**Data excerpts**

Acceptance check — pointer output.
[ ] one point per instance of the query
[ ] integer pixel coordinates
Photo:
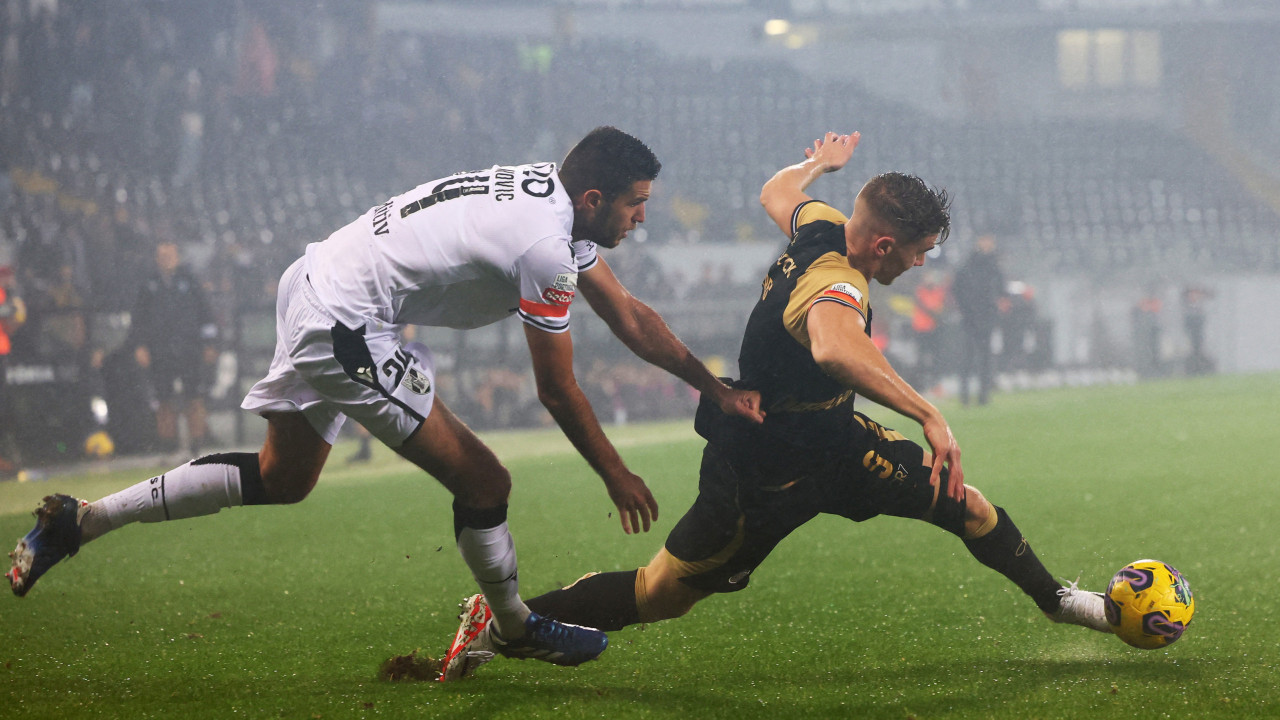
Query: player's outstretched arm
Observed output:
(558, 391)
(840, 346)
(647, 335)
(786, 188)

**Work request**
Write out the line that contains "[ ] integer pixel coordinates" and every line after it to the end of the data, exactly as they stand. Omit the pictures.

**Task answer**
[ ] integer pixel coordinates
Photo:
Query: player's outstretched arm
Observed output:
(558, 391)
(840, 346)
(647, 335)
(786, 188)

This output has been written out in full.